Data shown:
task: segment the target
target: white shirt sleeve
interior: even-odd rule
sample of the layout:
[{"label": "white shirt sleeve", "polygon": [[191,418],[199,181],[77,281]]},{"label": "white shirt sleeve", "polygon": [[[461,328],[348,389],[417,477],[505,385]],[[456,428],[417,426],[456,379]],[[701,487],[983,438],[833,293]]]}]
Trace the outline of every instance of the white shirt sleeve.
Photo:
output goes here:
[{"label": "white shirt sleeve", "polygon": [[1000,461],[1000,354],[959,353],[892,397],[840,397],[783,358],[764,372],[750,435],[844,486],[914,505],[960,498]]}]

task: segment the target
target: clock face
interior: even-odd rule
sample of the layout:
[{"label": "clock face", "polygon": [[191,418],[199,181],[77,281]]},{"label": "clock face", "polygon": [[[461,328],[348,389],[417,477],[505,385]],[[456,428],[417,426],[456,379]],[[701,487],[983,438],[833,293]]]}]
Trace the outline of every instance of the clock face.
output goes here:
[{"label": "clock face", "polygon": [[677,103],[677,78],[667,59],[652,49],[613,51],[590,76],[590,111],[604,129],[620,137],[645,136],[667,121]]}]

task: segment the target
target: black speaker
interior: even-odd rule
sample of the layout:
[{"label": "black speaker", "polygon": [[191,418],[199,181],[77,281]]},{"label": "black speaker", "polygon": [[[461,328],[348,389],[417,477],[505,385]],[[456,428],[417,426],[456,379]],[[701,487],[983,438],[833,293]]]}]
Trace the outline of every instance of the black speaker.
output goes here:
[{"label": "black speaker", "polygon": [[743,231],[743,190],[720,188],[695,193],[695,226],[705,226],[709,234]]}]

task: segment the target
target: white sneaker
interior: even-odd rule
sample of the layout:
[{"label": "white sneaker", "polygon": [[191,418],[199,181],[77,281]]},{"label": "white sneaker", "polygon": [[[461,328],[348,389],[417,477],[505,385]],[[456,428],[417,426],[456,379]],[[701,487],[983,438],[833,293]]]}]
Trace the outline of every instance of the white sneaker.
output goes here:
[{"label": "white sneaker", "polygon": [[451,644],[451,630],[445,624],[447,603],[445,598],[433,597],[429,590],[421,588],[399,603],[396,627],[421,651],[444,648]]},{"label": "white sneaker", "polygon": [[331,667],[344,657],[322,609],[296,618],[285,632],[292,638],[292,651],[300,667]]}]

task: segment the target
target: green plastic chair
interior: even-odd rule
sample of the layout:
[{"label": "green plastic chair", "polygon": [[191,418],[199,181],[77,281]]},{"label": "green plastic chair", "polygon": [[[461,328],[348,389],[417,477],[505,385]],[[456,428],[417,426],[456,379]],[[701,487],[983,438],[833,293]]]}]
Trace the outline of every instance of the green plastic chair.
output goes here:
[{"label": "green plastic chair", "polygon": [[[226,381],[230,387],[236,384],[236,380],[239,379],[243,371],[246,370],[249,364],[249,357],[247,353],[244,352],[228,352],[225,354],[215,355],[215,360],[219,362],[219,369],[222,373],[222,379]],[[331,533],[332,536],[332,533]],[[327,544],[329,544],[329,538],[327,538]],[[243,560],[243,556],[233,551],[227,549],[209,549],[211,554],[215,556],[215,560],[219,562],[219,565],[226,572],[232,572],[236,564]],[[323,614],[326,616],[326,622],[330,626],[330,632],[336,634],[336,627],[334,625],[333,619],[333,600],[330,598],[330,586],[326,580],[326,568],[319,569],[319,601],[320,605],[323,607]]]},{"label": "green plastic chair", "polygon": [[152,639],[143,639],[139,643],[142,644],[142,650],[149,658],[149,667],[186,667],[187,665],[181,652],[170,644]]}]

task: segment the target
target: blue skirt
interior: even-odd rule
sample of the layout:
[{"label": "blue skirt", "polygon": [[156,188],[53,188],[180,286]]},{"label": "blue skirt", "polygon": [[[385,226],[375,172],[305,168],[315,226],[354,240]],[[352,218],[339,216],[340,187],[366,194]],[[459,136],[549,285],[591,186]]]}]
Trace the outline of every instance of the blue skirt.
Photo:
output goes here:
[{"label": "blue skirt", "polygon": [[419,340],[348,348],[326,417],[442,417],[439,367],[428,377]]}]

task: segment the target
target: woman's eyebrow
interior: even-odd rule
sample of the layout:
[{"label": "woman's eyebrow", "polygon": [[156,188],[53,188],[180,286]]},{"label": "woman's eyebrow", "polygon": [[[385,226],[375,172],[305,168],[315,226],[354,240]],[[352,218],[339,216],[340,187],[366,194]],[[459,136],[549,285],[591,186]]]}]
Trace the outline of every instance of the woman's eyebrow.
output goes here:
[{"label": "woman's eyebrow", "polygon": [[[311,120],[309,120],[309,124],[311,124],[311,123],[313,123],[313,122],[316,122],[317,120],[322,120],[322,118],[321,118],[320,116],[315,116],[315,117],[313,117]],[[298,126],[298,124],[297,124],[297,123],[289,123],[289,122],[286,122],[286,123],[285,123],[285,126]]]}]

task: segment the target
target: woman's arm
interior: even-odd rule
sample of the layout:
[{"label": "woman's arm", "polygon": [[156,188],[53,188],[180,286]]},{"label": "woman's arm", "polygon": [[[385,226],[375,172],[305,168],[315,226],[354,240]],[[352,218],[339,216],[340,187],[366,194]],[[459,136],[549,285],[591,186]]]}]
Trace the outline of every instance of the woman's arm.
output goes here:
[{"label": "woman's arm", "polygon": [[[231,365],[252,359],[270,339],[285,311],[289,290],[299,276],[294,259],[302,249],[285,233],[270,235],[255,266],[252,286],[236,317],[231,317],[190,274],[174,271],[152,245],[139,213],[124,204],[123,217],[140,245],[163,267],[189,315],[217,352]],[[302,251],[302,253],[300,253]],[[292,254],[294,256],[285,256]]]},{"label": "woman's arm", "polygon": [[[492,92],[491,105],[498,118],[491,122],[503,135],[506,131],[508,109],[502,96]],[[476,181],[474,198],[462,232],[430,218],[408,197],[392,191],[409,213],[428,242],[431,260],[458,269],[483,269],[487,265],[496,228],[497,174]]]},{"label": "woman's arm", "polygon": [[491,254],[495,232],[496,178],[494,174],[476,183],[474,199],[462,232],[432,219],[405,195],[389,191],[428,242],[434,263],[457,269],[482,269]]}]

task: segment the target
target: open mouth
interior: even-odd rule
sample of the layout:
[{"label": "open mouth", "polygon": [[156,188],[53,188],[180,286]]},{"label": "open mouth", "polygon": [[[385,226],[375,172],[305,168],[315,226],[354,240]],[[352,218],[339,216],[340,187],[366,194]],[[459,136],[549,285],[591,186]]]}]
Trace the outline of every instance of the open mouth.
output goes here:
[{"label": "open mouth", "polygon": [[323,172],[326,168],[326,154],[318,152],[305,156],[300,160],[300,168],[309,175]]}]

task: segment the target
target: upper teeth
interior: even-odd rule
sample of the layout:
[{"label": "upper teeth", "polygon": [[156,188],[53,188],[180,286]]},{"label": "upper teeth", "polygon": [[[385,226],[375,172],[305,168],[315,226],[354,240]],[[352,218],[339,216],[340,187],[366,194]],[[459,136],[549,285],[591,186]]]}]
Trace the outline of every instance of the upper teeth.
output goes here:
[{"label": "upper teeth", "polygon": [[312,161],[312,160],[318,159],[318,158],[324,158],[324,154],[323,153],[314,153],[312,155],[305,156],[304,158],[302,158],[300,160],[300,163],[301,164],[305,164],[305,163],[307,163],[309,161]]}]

Exercise:
Search the data for the word "outline" and report how many lines include it, with the number alone.

Response below:
10